*Work to do:*
A) According to the passage on Taylor Swift's "All Too Well," in what year did Swift re-record her old albums?
B) Could you carry the piece on Taylor Swift's "All Too Well" and her re-recordings forward from its last sentence?

I thought Taylor Swift’s “All Too Well” was a good track from her best album, but I was completely unaware that it had become arguably her most popular track among her fans. I didn’t know the story behind the song, and frankly I didn’t want to know. No one needs celebrity gossip. But what happened to the 21 year-old Swift was a shattering experience for her, and she channeled that devastation into a pretty song filled with regret and strength.

I suppose we have Scooter Braun to thank for what happened next. After the dummy bought Swift’s back catalogue from under her feet, Swift pulled off the unthinkable in 2021, re-recording her old albums in an attempt to seize control of her art. Unbelievably, and this is a story that will resonate for years if not decades, it worked. The re-recordings are near-flawless, and in some respects, better. Through no fault of her own, the young Swift sang in a thin, reedy little voice, but at 32 her voice has matured into something warmer, and phrasing-wise, she’s much, much better singer than when she was 21. Couple all that with her rapidly improving lyric writing, and it’s a deadly combination for anyone who wrongs her.

*Given data:*
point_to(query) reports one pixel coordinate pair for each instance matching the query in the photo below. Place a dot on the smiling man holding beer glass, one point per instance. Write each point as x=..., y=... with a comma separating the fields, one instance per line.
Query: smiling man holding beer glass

*Per-task answers:*
A) 2021

B)
Which leads us to the epic, sprawling, Terrence Malick-style storytelling of the ten-minute version of “All Too Well” that Swift surprised the world with this past fall. The original song’s “red scarf” metaphor was cute and effective, but the older Swift elaborates with devastating results on the new version, going into deep, unflinching detail about how misled she felt and how traumatized she was from the affair that spawned the song. Her lines get more and more brutal with each verse, a steady barrage of body blows:

And you call me up again just to break me like a promise So casually cruel in the name of being honest I’m a crumpled up piece of paper

The idea you had of me, who was she? / A never-needy, ever-lovely jewel whose shine reflects on you / Not weeping in a party bathroom

You who charmed my dad with self-effacing jokes / Sipping coffee like you’re on a late-night show / But then he watched me watch the front door all night, willing you to come / And he said, “It’s supposed to be fun turning twenty-one”

And then at the 7:22 mark, the knockout punch.

And I was never good at telling jokes, but the punch line goes “I’ll get older, but your lovers stay my age”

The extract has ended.